Brano scelto >>
::::
Cittadini non credenti, cristiani, ebrei, e tutti coloro che concorrono alle dinamiche della società multietnica in cui viviamo, siamo immersi allo stesso modo in una “ manchevolezza”.
Siamo uniti nel bisogno di recuperare il gusto e la voglia di vivere, nel provare a riappropriarci del significato della nostra esistenza, riscoprire assieme la valenza e la tenacia di quei valori che costituiscono le vere ragioni per cui abbia un senso vivere e morire.
In molti, dunque, partecipiamo alla generale constatazione della necessità di rigenerare quegli strumenti che abbiamo in comune. Si tratta della garanzia assicurata dalle istituzioni, la scuola, le norme che presiedono ai comportamenti civili e civici, gli interventi, cui concorre soprattutto quel generoso polmone rappresentato dal volontariato, per il contrasto e il superamento di tutti i disagi propri della società contemporanea.
Si deve lavorare, dunque, per favorire un confronto generale sulle questioni etiche e costruire un convenire allargato sull’opportunità di andare oltre i “ patteggiamenti” della politica e la scorciatoia rappresentata dalla tentazione di trovare delle soluzioni nell’ambito del solo Governo, che bene farebbe a tenersi il più lontano possibile da certi temi, o secondo le dinamiche dello scontro pregiudiziale che caratterizzano l’attuale Parlamento , come giustamente ha recentemente sottolineato Domenico Galbiati su queste pagine( CLICCA QUI ).
::::
Dati forniti >>

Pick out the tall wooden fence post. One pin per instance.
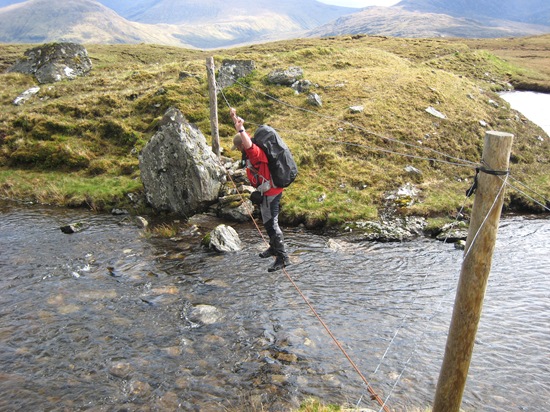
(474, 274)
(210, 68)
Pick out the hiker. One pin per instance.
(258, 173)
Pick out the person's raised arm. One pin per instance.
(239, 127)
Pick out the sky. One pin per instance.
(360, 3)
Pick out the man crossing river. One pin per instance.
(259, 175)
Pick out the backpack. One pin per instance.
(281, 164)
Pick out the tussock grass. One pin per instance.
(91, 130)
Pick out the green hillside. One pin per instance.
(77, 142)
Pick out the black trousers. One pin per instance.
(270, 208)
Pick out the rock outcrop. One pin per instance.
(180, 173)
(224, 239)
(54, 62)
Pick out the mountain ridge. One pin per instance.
::::
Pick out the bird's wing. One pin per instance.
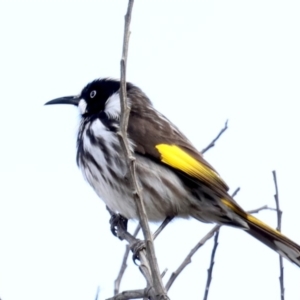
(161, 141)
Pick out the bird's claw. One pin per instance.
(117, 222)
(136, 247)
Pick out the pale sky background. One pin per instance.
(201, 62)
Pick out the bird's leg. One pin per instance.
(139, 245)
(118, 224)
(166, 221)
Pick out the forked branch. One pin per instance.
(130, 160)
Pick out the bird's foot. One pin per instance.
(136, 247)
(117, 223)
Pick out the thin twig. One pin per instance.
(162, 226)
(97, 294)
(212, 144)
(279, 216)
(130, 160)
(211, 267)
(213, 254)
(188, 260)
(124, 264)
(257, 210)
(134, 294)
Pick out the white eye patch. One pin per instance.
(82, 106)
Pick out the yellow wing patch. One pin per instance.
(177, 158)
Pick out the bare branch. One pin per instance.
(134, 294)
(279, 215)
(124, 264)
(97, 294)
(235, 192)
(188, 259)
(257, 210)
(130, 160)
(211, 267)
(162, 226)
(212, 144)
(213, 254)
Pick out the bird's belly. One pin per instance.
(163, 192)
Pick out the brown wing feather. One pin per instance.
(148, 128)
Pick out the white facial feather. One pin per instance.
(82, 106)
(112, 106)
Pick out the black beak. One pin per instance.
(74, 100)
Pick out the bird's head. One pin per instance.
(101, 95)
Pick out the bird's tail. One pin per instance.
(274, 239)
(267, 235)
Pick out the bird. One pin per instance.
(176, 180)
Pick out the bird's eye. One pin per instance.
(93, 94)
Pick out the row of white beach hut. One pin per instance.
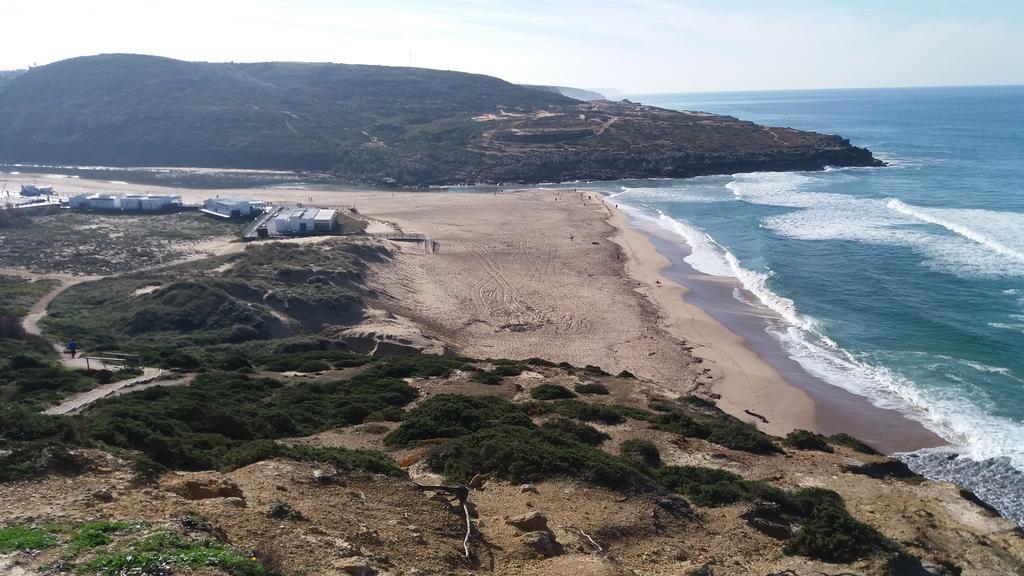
::::
Consegne >>
1 – Trasforma in una lista JSON di stringhe le righe delle voci, partendo da quella che contiene "Pick out the yellow" e arrivando fino a quella che contiene "Pick out the row", incluse tutte e due. Metti una stringa per ogni riga e salta le righe vuote.
2 – Prosegui il brano sui valori comuni nella società multietnica partendo da dopo la sua ultima frase.

Risposte in ordine >>
1 –
[
  "Pick out the yellow wing patch. One pin per instance.",
  "(177, 158)",
  "Pick out the bare branch. One pin per instance.",
  "(134, 294)",
  "(279, 215)",
  "(124, 264)",
  "(97, 294)",
  "(235, 192)",
  "(188, 259)",
  "(257, 210)",
  "(130, 160)",
  "(211, 267)",
  "(162, 226)",
  "(212, 144)",
  "(213, 254)",
  "Pick out the bird's belly. One pin per instance.",
  "(163, 192)",
  "Pick out the brown wing feather. One pin per instance.",
  "(148, 128)",
  "Pick out the white facial feather. One pin per instance.",
  "(82, 106)",
  "(112, 106)",
  "Pick out the black beak. One pin per instance.",
  "(74, 100)",
  "Pick out the bird's head. One pin per instance.",
  "(101, 95)",
  "Pick out the bird's tail. One pin per instance.",
  "(274, 239)",
  "(267, 235)",
  "Pick out the bird. One pin per instance.",
  "(176, 180)",
  "Pick out the bird's eye. One pin per instance.",
  "(93, 94)",
  "Pick out the row of white beach hut. One pin per instance."
]

2 –
I “ cespugli”, l’associazionismo. Le premonizioni di Todi
E’ ricorrente la critica alle scelte dei vertici della Chiesa italiana dopo il 1992, per le vicende politiche dei cattolici. Molti hanno vissuto silenzi e comportamenti concreti come un abbandono. Altri, hanno fatto notare la realistica tendenza all’accettazione di uno stato di fatto. Forse, motivata dall’illusione che nuovi movimenti e filoni spirituali potessero in qualche modo rispondere altrimenti. Oppure, si è ritenuto che fosse meglio seguire la sempre serpeggiante tentazione di “ gestire” a livello di vertice ciò che riguarda, sul piano secolare, tutto il popolo dei cattolici.
Immediatamente dopo la dissoluzione della Dc, emersero le carenze degli elettori ispirati cristianamente nel sapersi porre, in forma il più possibile convergente, di fronte ai problemi dell’impegno pubblico.
Fu tutto un fiorire di sigle, siglette e personaggi, tra i quali nessuno è riuscito a dare sostanza alla voglia di riannodare i fili interrotti e fornire spessore organico al pensiero popolare. I cosiddetti “ cespugli” si sono moltiplicati senza dare vita ad alcuna pianta di alto fusto.
La Democrazia cristiana, anzi le tante democrazie cristiane spuntate come funghi, sono finite in un gorgo inarrestabile di battaglie giudiziarie su denominazione e sigla, mentre è continuato lo scambio di accuse sull’appropriazione e dilapidazione del grande patrimonio immobiliare e finanziario appartenente a quello che era, anche nel momento del decesso, la prima forza politica uscita dalle elezioni del 1992, le ultime a cui si presentò.
Il grosso dei sopravvissuti parlamentari di estrazione cristiana, allora, ha finito per far parte o del fronte di centrodestra o di quello del centrosinistra. La mancanza di una capacità di “ mediazione” con il resto del mondo politico e con la realtà sociale e culturale dell’intero Paese è emersa in maniera nitida.
Abbiamo assistito pure ad un più effettivo coinvolgimento, e relative divisioni, di una parte dell’ associazionismo sensibile alle questioni politiche, sia pure non sempre in forma diretta ed esplicita.
Ciascuna di queste realtà pretendeva, e pretende, il riconoscimento ed il sostegno esclusivo da parte della Gerarchia, nonostante il persistere di personalismi e retaggi delle antiche e nuove divisioni, accettazione della logica del bipolarismo e della comprovata incapacità a costruire percorsi comuni su temi che, comunque, tutti interessavano ed interessano.
Un tentativo positivo e piene di speranze intervenne con Todi, quando sembrò possibile cambiare marcia e creare nuovi presupposti.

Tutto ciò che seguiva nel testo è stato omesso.